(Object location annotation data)
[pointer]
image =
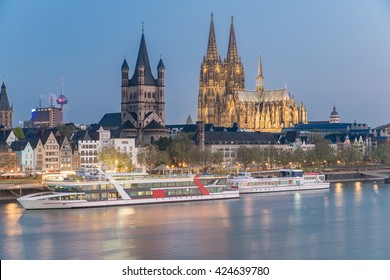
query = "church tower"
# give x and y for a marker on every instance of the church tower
(234, 69)
(334, 116)
(211, 82)
(260, 77)
(6, 111)
(143, 99)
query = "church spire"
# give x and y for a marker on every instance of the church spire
(232, 55)
(260, 77)
(4, 103)
(212, 52)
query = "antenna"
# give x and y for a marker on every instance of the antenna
(62, 85)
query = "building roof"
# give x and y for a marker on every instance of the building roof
(154, 125)
(127, 125)
(330, 127)
(19, 145)
(111, 120)
(266, 96)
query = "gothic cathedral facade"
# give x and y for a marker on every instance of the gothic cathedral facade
(223, 99)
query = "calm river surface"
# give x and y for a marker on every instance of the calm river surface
(349, 221)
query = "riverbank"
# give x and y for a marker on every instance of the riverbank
(352, 176)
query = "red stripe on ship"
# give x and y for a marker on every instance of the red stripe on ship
(200, 185)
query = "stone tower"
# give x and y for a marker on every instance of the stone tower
(6, 111)
(143, 99)
(223, 99)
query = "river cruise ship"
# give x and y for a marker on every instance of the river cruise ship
(127, 189)
(277, 181)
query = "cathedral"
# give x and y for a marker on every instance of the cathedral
(143, 99)
(6, 111)
(223, 99)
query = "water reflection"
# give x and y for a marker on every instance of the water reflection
(346, 222)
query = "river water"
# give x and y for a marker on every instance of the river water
(347, 222)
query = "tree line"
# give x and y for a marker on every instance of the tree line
(182, 153)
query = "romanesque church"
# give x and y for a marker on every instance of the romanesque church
(223, 99)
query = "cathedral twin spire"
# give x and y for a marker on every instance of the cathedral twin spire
(230, 72)
(212, 50)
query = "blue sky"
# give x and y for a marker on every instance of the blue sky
(327, 52)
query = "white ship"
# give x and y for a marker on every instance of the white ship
(127, 189)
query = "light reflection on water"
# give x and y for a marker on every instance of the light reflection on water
(349, 221)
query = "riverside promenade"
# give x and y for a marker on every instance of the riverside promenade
(13, 191)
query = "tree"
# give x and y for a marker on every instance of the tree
(151, 157)
(382, 153)
(350, 155)
(205, 158)
(114, 159)
(19, 133)
(299, 156)
(163, 143)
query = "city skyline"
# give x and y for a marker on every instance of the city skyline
(328, 53)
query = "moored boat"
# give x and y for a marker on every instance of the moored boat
(127, 189)
(276, 181)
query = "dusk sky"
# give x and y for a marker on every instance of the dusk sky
(327, 52)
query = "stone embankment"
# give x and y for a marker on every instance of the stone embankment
(357, 175)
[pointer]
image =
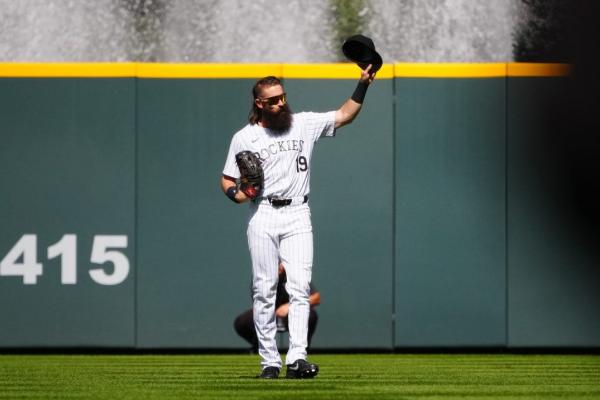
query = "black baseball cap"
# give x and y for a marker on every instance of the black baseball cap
(361, 50)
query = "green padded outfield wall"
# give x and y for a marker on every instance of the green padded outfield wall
(67, 157)
(553, 237)
(450, 214)
(426, 222)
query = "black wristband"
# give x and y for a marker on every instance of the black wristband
(360, 92)
(231, 192)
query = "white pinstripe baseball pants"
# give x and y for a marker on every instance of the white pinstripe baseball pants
(274, 234)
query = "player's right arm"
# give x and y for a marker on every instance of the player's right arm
(228, 184)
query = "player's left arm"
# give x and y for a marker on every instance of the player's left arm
(350, 109)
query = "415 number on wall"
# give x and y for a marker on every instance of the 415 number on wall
(22, 259)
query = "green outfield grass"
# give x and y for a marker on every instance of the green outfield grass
(360, 376)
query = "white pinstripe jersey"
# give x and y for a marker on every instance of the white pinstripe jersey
(285, 157)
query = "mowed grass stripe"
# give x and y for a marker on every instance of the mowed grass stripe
(362, 376)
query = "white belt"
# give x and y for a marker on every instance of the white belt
(282, 202)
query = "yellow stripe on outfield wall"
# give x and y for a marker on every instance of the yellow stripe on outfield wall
(308, 71)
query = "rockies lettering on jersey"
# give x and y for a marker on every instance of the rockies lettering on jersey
(279, 146)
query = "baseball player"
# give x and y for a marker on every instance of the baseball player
(269, 164)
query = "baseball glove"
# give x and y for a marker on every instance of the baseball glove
(252, 178)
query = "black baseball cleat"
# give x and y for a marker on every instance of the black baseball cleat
(269, 373)
(301, 369)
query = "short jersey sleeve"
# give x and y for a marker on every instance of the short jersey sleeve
(319, 125)
(231, 169)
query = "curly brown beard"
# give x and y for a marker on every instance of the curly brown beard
(280, 121)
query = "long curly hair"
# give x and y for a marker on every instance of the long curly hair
(255, 113)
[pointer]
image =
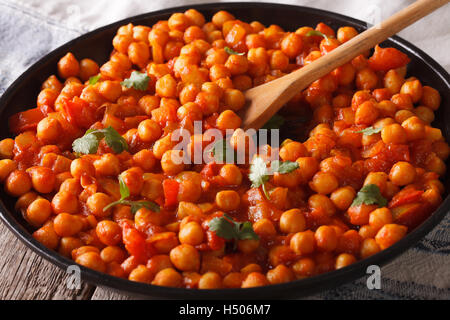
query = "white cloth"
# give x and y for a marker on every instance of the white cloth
(29, 29)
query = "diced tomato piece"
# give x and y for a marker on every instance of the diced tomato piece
(25, 120)
(214, 241)
(411, 214)
(170, 187)
(134, 241)
(385, 59)
(79, 113)
(406, 196)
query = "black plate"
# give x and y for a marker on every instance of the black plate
(22, 94)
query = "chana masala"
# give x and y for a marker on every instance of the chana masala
(92, 165)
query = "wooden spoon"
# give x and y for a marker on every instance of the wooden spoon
(265, 100)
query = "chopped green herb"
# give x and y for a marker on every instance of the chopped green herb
(276, 122)
(284, 167)
(94, 79)
(135, 205)
(316, 33)
(223, 152)
(370, 131)
(137, 80)
(88, 144)
(231, 51)
(369, 194)
(260, 174)
(225, 227)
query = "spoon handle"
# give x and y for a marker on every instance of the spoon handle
(267, 99)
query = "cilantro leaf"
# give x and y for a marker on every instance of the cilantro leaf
(94, 79)
(88, 144)
(137, 80)
(114, 140)
(370, 131)
(231, 51)
(135, 205)
(222, 151)
(369, 194)
(260, 174)
(276, 122)
(284, 167)
(225, 227)
(316, 33)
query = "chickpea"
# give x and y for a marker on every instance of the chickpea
(430, 98)
(68, 244)
(6, 148)
(402, 173)
(322, 202)
(413, 89)
(394, 133)
(97, 202)
(379, 217)
(80, 167)
(248, 246)
(326, 238)
(38, 212)
(324, 183)
(254, 279)
(133, 179)
(210, 280)
(141, 274)
(303, 243)
(17, 183)
(425, 114)
(109, 232)
(366, 79)
(47, 236)
(292, 221)
(343, 197)
(228, 120)
(49, 130)
(369, 247)
(231, 174)
(7, 166)
(280, 274)
(237, 64)
(113, 254)
(172, 162)
(366, 113)
(390, 234)
(393, 81)
(191, 233)
(91, 260)
(43, 179)
(68, 66)
(346, 33)
(185, 257)
(67, 225)
(292, 151)
(264, 227)
(166, 86)
(304, 267)
(65, 201)
(308, 166)
(233, 280)
(168, 277)
(88, 68)
(227, 200)
(234, 99)
(344, 260)
(377, 178)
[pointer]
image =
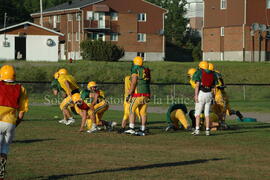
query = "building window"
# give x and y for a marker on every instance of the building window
(78, 16)
(142, 17)
(114, 16)
(58, 18)
(50, 19)
(222, 31)
(223, 4)
(114, 37)
(77, 36)
(141, 54)
(69, 39)
(70, 17)
(96, 16)
(141, 37)
(89, 15)
(268, 4)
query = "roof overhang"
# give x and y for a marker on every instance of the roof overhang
(101, 8)
(33, 24)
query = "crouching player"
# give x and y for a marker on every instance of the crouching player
(93, 108)
(13, 105)
(70, 86)
(57, 89)
(126, 106)
(177, 114)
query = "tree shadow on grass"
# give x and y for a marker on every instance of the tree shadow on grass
(134, 168)
(248, 126)
(28, 141)
(43, 120)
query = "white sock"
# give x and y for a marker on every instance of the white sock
(131, 125)
(142, 127)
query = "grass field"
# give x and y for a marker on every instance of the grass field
(45, 149)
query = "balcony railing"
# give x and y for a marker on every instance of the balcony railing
(97, 25)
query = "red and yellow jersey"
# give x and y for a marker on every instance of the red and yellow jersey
(127, 85)
(192, 83)
(72, 83)
(9, 114)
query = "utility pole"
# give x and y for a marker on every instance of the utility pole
(41, 13)
(5, 23)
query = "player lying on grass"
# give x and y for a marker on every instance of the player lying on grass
(175, 116)
(126, 106)
(13, 105)
(214, 123)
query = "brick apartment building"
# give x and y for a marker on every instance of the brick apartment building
(195, 14)
(135, 25)
(235, 30)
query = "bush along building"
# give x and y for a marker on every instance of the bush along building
(136, 26)
(236, 30)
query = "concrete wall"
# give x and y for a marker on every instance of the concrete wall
(149, 56)
(234, 56)
(36, 48)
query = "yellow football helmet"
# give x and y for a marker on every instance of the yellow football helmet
(203, 65)
(138, 61)
(62, 71)
(91, 84)
(56, 75)
(76, 97)
(8, 73)
(191, 71)
(211, 66)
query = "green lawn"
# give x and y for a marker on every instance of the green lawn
(45, 149)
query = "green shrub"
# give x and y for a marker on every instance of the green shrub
(101, 51)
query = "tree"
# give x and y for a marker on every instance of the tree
(20, 10)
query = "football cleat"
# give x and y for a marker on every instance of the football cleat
(140, 133)
(196, 132)
(63, 121)
(70, 121)
(121, 130)
(169, 127)
(93, 130)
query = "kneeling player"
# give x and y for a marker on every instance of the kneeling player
(127, 106)
(98, 101)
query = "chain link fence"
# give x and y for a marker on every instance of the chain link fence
(40, 93)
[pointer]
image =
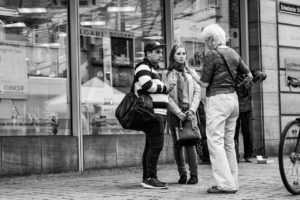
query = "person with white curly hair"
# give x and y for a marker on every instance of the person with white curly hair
(221, 65)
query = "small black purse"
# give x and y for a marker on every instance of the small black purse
(186, 134)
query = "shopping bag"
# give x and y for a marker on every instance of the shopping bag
(187, 134)
(135, 113)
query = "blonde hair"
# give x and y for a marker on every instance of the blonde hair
(216, 32)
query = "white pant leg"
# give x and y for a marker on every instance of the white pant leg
(229, 141)
(219, 109)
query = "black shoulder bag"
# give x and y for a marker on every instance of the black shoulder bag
(226, 64)
(135, 113)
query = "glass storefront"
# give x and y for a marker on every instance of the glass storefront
(34, 68)
(35, 97)
(190, 17)
(54, 65)
(112, 38)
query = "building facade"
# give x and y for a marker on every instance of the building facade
(66, 65)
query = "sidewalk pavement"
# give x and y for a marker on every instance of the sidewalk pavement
(257, 181)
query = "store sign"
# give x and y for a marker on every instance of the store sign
(13, 71)
(292, 66)
(92, 32)
(289, 8)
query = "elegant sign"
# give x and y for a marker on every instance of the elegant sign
(13, 73)
(292, 66)
(289, 8)
(100, 33)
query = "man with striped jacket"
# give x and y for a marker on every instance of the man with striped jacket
(148, 81)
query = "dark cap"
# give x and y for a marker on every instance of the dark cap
(153, 45)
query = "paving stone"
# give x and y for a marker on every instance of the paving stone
(257, 181)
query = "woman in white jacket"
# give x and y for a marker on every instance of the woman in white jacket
(183, 103)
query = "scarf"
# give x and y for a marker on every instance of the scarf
(181, 79)
(150, 64)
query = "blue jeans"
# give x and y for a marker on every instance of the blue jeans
(153, 146)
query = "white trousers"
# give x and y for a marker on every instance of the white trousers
(221, 114)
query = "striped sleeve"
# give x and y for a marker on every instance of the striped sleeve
(149, 83)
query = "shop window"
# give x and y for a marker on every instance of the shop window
(112, 37)
(34, 69)
(190, 17)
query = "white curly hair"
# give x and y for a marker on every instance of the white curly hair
(216, 32)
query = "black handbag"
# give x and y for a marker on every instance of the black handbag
(186, 134)
(135, 113)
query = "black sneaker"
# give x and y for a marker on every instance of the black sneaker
(193, 180)
(154, 183)
(183, 179)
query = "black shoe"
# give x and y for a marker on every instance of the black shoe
(153, 183)
(183, 179)
(193, 180)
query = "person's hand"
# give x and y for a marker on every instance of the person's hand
(170, 86)
(190, 115)
(188, 68)
(181, 116)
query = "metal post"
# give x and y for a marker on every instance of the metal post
(169, 29)
(244, 31)
(74, 77)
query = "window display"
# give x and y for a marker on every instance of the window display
(33, 68)
(112, 37)
(190, 17)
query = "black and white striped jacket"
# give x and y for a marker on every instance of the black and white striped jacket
(147, 80)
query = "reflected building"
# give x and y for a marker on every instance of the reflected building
(67, 60)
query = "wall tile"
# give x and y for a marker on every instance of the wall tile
(268, 13)
(269, 55)
(21, 155)
(268, 34)
(289, 18)
(253, 11)
(253, 34)
(286, 119)
(59, 154)
(271, 83)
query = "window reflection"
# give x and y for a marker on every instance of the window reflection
(33, 68)
(112, 38)
(190, 17)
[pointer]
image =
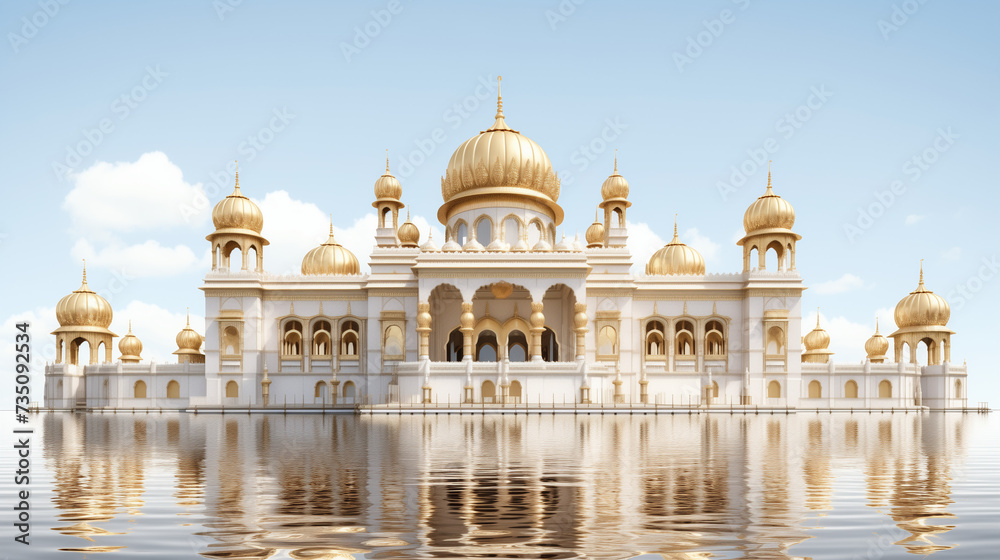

EXERCISE REQUIREMENTS =
Show every line in the listing above that contains the word "chana".

OUTPUT FOR THIS TASK =
query = "chana masala"
# give x and y for a marker on every instance of the chana masala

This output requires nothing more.